*What the exercise asks*: Your output must consist solely of the lines from the one containing "Please put a point on each instance of the white" through the end of the records, reproduced exactly.

═══

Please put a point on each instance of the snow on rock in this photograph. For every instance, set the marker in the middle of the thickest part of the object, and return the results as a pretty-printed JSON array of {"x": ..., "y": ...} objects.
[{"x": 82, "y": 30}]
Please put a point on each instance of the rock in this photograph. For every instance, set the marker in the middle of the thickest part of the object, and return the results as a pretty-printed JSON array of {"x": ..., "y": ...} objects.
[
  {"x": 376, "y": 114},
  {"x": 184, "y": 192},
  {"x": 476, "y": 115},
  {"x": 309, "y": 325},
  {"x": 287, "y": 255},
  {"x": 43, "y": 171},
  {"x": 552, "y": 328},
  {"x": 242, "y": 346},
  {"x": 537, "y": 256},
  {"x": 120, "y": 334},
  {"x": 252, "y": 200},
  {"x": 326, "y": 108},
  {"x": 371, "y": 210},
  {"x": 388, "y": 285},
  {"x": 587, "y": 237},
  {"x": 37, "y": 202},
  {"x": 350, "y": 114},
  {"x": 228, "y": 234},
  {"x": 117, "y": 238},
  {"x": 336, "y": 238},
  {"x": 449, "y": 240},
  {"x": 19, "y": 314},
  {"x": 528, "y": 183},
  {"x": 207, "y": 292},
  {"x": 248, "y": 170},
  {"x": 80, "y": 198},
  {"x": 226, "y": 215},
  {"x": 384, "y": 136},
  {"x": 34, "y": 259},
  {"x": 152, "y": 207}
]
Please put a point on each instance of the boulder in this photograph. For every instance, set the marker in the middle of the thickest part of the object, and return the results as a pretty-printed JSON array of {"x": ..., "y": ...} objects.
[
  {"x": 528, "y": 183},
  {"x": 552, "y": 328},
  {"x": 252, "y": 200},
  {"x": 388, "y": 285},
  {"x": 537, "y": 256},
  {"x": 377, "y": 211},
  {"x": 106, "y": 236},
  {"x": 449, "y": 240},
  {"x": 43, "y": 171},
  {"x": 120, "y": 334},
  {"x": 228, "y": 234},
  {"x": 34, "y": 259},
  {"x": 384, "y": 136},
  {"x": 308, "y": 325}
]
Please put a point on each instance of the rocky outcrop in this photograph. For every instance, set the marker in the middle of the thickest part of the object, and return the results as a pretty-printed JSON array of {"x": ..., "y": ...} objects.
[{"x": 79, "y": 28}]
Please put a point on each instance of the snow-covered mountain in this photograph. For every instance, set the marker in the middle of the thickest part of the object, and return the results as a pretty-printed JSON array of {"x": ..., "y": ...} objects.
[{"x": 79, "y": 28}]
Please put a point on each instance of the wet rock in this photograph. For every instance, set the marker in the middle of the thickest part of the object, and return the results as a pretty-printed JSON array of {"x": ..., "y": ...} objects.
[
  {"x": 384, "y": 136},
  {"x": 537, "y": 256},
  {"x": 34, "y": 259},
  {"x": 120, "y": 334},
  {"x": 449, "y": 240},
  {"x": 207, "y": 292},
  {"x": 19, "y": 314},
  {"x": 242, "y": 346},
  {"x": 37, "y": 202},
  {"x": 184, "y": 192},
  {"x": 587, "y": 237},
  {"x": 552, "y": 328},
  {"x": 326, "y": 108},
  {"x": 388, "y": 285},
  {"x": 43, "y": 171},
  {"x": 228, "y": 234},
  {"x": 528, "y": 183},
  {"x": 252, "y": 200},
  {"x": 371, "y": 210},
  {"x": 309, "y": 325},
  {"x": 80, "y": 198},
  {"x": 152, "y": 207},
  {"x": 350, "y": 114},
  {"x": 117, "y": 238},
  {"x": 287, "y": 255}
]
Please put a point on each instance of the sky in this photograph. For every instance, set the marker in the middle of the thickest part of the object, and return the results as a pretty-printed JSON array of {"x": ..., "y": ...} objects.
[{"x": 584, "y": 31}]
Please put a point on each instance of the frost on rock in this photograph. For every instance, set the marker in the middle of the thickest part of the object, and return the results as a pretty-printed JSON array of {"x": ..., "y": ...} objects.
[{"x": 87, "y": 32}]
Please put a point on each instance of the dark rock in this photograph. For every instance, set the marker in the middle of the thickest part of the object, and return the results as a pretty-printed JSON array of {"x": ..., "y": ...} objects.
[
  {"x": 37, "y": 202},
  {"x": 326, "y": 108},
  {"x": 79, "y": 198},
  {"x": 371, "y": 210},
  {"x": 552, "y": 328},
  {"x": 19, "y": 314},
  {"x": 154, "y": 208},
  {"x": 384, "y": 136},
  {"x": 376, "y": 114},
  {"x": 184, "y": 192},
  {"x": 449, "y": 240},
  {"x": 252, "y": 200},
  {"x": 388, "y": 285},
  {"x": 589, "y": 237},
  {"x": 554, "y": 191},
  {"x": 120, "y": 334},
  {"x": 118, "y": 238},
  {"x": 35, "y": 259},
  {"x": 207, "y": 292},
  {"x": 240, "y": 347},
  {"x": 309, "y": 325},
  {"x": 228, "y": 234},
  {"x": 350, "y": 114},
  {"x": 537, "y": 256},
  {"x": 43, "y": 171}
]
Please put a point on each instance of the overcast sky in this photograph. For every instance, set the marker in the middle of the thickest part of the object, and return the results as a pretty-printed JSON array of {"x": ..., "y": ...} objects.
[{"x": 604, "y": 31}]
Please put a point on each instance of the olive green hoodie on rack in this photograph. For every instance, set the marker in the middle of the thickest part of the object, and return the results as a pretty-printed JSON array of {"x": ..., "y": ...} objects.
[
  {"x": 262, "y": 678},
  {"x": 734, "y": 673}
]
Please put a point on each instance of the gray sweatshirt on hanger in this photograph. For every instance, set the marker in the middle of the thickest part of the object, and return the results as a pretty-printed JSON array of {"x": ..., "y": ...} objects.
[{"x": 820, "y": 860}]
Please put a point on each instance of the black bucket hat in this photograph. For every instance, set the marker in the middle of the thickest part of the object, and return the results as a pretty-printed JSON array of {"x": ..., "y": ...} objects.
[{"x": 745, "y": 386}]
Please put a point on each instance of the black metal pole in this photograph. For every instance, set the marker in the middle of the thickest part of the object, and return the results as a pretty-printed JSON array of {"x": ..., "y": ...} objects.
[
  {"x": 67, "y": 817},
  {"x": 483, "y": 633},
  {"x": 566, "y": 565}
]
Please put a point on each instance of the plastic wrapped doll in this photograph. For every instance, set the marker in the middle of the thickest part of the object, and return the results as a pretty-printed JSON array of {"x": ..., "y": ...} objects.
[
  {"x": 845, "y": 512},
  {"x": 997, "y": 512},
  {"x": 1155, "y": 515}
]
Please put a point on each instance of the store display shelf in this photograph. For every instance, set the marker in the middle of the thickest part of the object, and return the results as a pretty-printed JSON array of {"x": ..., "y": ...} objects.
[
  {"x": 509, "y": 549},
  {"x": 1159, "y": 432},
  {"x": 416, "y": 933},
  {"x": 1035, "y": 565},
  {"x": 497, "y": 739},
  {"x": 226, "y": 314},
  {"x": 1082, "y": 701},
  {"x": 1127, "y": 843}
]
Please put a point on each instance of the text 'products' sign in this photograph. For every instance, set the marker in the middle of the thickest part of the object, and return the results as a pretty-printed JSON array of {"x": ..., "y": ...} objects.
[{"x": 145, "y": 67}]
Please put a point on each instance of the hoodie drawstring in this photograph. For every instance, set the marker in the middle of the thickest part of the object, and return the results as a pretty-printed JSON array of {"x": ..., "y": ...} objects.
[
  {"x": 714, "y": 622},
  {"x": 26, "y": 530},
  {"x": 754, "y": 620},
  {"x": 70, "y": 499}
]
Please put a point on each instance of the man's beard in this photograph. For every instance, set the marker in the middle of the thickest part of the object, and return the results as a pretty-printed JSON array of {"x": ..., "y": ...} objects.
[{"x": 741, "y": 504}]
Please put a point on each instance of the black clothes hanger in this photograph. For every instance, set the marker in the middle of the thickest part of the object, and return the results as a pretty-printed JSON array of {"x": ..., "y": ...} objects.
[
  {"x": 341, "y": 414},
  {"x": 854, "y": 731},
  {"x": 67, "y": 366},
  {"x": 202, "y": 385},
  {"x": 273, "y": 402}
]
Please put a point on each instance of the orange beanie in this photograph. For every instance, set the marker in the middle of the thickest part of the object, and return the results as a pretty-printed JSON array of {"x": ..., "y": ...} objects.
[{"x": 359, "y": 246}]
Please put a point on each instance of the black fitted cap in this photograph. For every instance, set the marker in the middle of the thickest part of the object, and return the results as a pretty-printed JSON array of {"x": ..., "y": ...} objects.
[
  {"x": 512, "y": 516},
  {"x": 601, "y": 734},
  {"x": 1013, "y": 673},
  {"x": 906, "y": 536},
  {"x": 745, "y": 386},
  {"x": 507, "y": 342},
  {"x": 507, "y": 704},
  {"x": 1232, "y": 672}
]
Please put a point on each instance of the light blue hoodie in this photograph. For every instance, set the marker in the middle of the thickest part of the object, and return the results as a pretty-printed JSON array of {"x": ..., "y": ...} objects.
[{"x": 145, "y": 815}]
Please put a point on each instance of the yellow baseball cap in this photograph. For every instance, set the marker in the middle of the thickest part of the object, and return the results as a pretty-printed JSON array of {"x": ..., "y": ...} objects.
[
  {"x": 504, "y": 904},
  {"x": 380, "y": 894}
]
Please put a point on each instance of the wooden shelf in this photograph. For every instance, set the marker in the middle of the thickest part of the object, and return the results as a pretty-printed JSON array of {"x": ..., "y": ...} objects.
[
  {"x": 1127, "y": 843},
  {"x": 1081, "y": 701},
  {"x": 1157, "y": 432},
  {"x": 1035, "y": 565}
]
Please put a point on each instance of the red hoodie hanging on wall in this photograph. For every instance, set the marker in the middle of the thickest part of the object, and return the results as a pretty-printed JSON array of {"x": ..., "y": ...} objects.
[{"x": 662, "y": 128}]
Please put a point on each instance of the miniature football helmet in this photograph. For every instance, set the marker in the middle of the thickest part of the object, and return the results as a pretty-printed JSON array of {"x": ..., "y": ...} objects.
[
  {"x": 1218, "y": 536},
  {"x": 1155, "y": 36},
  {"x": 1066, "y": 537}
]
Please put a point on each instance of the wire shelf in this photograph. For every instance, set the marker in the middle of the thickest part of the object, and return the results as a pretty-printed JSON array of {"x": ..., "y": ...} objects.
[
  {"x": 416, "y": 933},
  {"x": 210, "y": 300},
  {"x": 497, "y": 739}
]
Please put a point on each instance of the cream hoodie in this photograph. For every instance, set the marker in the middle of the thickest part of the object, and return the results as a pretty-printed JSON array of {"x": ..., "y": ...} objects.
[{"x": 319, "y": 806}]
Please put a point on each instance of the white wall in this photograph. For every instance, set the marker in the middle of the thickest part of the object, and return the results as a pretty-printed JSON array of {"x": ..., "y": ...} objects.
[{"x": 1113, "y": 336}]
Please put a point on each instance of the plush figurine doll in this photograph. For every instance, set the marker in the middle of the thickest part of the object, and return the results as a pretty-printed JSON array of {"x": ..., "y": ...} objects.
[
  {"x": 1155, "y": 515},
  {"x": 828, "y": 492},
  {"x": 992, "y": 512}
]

═══

*Answer for the task*:
Please put a point on each instance of the white wall in this photograph. For every instance, set the marker in the middle of the thickest part of the object, and return the results as a pretty-printed JSON array of {"x": ..., "y": ...} objects.
[{"x": 1113, "y": 336}]
Please put a point on each instance of the plush figurine doll in this photograph. For every instance, set the marker in the middle of the thickest part of the object, and return the results as a pretty-printed JSON array of {"x": ..., "y": ...} objects.
[
  {"x": 1155, "y": 515},
  {"x": 828, "y": 492},
  {"x": 992, "y": 512}
]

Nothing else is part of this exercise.